SOURCE MATERIAL: Begin

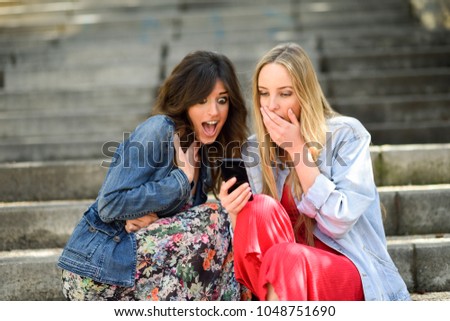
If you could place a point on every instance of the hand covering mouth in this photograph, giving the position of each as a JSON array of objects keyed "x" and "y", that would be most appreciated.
[{"x": 209, "y": 127}]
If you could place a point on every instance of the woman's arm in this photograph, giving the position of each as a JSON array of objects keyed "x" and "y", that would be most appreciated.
[
  {"x": 130, "y": 189},
  {"x": 338, "y": 201}
]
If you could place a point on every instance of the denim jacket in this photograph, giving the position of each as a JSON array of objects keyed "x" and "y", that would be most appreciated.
[
  {"x": 345, "y": 203},
  {"x": 141, "y": 178}
]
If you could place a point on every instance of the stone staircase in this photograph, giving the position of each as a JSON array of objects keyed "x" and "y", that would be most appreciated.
[{"x": 77, "y": 76}]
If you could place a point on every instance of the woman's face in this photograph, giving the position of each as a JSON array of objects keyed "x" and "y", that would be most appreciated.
[
  {"x": 209, "y": 115},
  {"x": 276, "y": 91}
]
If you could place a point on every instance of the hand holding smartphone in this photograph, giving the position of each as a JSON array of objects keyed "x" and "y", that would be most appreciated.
[{"x": 234, "y": 167}]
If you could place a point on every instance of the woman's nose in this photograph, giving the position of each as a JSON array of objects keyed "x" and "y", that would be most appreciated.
[
  {"x": 213, "y": 109},
  {"x": 273, "y": 104}
]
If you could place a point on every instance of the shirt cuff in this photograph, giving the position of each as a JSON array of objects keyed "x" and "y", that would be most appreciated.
[{"x": 317, "y": 195}]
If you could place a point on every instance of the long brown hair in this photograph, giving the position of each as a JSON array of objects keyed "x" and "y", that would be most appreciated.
[
  {"x": 191, "y": 81},
  {"x": 315, "y": 109}
]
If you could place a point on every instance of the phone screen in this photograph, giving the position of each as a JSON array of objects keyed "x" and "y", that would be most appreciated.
[{"x": 234, "y": 167}]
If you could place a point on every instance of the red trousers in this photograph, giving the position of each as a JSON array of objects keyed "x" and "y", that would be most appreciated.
[{"x": 266, "y": 252}]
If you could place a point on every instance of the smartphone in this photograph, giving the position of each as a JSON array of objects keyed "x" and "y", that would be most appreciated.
[{"x": 234, "y": 167}]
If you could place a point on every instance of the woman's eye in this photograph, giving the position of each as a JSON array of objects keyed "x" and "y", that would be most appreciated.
[{"x": 222, "y": 100}]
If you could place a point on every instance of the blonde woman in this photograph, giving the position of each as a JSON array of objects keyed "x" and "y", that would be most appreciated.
[{"x": 314, "y": 228}]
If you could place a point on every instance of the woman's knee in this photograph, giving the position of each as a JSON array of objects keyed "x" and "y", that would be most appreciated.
[{"x": 263, "y": 209}]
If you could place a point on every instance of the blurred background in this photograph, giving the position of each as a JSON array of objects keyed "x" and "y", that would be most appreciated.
[{"x": 77, "y": 76}]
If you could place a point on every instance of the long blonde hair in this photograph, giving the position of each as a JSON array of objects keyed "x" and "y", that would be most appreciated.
[{"x": 315, "y": 109}]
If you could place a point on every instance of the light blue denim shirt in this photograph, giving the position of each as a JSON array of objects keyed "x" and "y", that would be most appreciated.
[
  {"x": 345, "y": 204},
  {"x": 141, "y": 179}
]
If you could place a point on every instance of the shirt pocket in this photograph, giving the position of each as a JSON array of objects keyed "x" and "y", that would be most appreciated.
[{"x": 85, "y": 240}]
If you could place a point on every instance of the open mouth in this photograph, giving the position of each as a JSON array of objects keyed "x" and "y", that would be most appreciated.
[{"x": 209, "y": 127}]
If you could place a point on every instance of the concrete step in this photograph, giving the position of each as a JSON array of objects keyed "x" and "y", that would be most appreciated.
[
  {"x": 100, "y": 99},
  {"x": 415, "y": 164},
  {"x": 127, "y": 75},
  {"x": 57, "y": 180},
  {"x": 410, "y": 210},
  {"x": 51, "y": 180},
  {"x": 386, "y": 60},
  {"x": 33, "y": 274},
  {"x": 60, "y": 148},
  {"x": 422, "y": 132},
  {"x": 400, "y": 82},
  {"x": 416, "y": 210},
  {"x": 39, "y": 225},
  {"x": 422, "y": 261},
  {"x": 69, "y": 123},
  {"x": 382, "y": 38},
  {"x": 406, "y": 109},
  {"x": 68, "y": 54}
]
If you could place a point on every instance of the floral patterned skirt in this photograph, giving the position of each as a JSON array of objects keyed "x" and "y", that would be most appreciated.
[{"x": 184, "y": 257}]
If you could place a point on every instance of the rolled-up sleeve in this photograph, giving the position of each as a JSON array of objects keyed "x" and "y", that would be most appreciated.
[{"x": 337, "y": 199}]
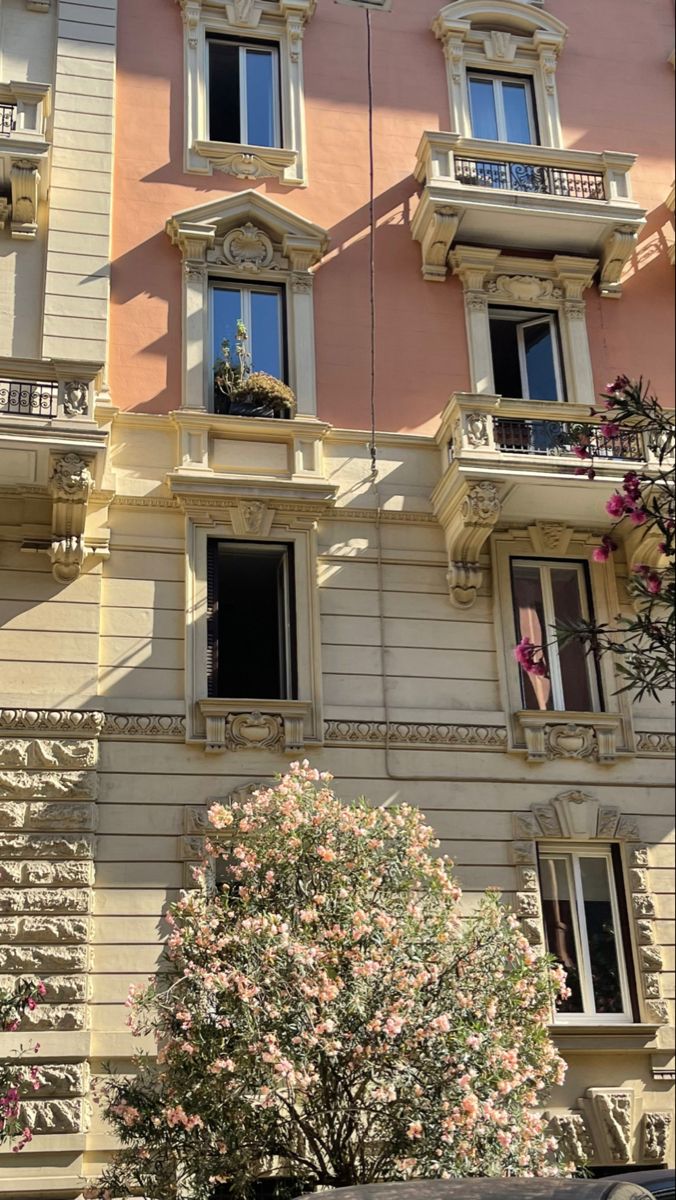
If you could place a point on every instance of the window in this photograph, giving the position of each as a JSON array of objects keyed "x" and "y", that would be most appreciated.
[
  {"x": 244, "y": 93},
  {"x": 543, "y": 594},
  {"x": 502, "y": 108},
  {"x": 585, "y": 928},
  {"x": 525, "y": 354},
  {"x": 251, "y": 623},
  {"x": 261, "y": 309}
]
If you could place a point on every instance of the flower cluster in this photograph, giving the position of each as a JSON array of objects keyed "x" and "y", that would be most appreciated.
[
  {"x": 330, "y": 1015},
  {"x": 17, "y": 1078}
]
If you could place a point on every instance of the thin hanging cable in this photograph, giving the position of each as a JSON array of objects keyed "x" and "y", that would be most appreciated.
[{"x": 372, "y": 447}]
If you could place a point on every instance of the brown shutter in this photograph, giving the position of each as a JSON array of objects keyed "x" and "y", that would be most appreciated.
[{"x": 213, "y": 617}]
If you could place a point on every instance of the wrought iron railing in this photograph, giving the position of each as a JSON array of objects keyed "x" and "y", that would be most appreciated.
[
  {"x": 28, "y": 397},
  {"x": 520, "y": 436},
  {"x": 526, "y": 177},
  {"x": 7, "y": 119}
]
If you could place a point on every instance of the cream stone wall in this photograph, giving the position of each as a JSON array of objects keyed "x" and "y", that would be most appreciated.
[{"x": 95, "y": 771}]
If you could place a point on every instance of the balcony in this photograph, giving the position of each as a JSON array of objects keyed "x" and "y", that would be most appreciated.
[
  {"x": 24, "y": 155},
  {"x": 525, "y": 197}
]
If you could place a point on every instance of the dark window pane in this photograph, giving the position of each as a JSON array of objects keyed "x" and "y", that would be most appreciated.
[
  {"x": 530, "y": 617},
  {"x": 602, "y": 935},
  {"x": 265, "y": 333},
  {"x": 504, "y": 349},
  {"x": 253, "y": 622},
  {"x": 539, "y": 361},
  {"x": 227, "y": 311},
  {"x": 261, "y": 85},
  {"x": 557, "y": 912},
  {"x": 223, "y": 93},
  {"x": 484, "y": 120},
  {"x": 515, "y": 100},
  {"x": 574, "y": 664}
]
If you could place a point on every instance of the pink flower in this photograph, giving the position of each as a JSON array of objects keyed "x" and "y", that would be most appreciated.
[{"x": 603, "y": 552}]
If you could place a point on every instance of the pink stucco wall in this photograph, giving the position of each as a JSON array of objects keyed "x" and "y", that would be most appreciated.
[{"x": 615, "y": 91}]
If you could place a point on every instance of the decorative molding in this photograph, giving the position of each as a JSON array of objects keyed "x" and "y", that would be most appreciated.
[
  {"x": 275, "y": 725},
  {"x": 70, "y": 485},
  {"x": 459, "y": 737},
  {"x": 467, "y": 514},
  {"x": 578, "y": 816},
  {"x": 24, "y": 183},
  {"x": 656, "y": 1135},
  {"x": 578, "y": 736}
]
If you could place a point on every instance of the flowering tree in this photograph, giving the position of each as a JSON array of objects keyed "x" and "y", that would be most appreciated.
[
  {"x": 642, "y": 642},
  {"x": 15, "y": 1077},
  {"x": 328, "y": 1014}
]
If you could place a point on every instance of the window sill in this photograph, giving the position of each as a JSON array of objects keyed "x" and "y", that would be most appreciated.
[
  {"x": 549, "y": 735},
  {"x": 249, "y": 162},
  {"x": 599, "y": 1038},
  {"x": 240, "y": 725}
]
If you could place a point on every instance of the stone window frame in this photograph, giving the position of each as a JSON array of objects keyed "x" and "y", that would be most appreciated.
[
  {"x": 222, "y": 724},
  {"x": 247, "y": 238},
  {"x": 490, "y": 277},
  {"x": 526, "y": 41},
  {"x": 572, "y": 817},
  {"x": 546, "y": 736},
  {"x": 282, "y": 23}
]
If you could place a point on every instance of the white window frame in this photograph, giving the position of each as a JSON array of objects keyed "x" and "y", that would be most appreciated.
[
  {"x": 280, "y": 24},
  {"x": 246, "y": 289},
  {"x": 498, "y": 82},
  {"x": 244, "y": 47},
  {"x": 522, "y": 322},
  {"x": 530, "y": 47},
  {"x": 572, "y": 856},
  {"x": 552, "y": 655}
]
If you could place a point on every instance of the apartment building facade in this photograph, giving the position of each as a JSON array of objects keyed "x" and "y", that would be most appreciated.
[{"x": 195, "y": 591}]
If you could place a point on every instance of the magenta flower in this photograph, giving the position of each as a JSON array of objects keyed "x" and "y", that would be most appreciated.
[
  {"x": 616, "y": 505},
  {"x": 603, "y": 552}
]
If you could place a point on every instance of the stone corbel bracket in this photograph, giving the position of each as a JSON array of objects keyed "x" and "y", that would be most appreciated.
[
  {"x": 578, "y": 816},
  {"x": 70, "y": 487},
  {"x": 467, "y": 513}
]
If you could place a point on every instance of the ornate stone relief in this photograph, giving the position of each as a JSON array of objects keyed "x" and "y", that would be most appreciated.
[
  {"x": 578, "y": 816},
  {"x": 47, "y": 821},
  {"x": 70, "y": 485},
  {"x": 467, "y": 515}
]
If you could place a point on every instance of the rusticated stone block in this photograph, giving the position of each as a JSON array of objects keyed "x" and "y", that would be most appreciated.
[
  {"x": 54, "y": 1116},
  {"x": 55, "y": 1017},
  {"x": 37, "y": 959},
  {"x": 47, "y": 846},
  {"x": 43, "y": 900},
  {"x": 64, "y": 1079},
  {"x": 60, "y": 989},
  {"x": 54, "y": 929},
  {"x": 47, "y": 785},
  {"x": 12, "y": 815},
  {"x": 53, "y": 815}
]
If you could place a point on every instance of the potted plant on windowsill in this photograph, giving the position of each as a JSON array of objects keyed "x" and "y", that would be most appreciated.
[{"x": 241, "y": 391}]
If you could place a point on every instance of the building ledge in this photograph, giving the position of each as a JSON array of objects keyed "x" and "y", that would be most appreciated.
[{"x": 537, "y": 198}]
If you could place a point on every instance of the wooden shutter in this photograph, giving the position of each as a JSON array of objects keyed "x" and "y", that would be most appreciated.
[{"x": 213, "y": 617}]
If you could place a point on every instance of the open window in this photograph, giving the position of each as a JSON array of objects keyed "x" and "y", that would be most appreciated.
[
  {"x": 502, "y": 108},
  {"x": 251, "y": 621},
  {"x": 244, "y": 93},
  {"x": 585, "y": 921},
  {"x": 526, "y": 354},
  {"x": 545, "y": 594}
]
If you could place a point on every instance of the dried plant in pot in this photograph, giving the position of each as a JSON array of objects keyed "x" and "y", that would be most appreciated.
[{"x": 241, "y": 391}]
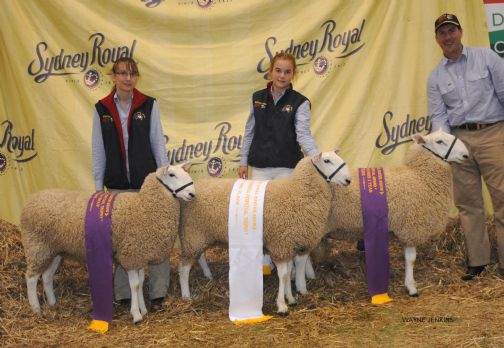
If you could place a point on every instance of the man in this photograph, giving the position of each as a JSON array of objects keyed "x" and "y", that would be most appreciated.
[{"x": 466, "y": 97}]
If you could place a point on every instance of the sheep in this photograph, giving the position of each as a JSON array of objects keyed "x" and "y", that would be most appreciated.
[
  {"x": 144, "y": 227},
  {"x": 418, "y": 198},
  {"x": 296, "y": 210}
]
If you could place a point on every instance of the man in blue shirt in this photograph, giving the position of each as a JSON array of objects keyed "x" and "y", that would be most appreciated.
[{"x": 466, "y": 97}]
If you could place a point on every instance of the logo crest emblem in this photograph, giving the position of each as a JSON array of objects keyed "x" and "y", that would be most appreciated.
[
  {"x": 320, "y": 65},
  {"x": 214, "y": 166},
  {"x": 107, "y": 119},
  {"x": 287, "y": 108},
  {"x": 139, "y": 116},
  {"x": 91, "y": 79},
  {"x": 258, "y": 104}
]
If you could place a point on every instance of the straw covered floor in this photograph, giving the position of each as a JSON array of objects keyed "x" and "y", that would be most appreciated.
[{"x": 336, "y": 313}]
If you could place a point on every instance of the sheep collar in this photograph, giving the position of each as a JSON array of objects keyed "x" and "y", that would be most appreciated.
[
  {"x": 174, "y": 192},
  {"x": 445, "y": 158},
  {"x": 328, "y": 178}
]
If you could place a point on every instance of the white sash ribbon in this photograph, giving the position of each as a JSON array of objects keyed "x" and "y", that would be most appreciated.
[{"x": 246, "y": 251}]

SOURCE MATERIAL: End

• **WORK ITEM**: Find the line that contains "the sheep collar" in the data above. Reproduce it and every later line exactly, through the last one.

• **OUTPUT**:
If you could place a point on every instance of the sheep collar in this photograph, giving the position of each as a JSON array of objects keyed "x" and "y", that would be most appreciated.
[
  {"x": 174, "y": 192},
  {"x": 445, "y": 158},
  {"x": 328, "y": 178}
]
If you could place a point on every instance of the white sash ribbon in this photograph, giving the position of each as a JSON array of objects keyed "x" and "y", that would be most appreciated.
[{"x": 246, "y": 251}]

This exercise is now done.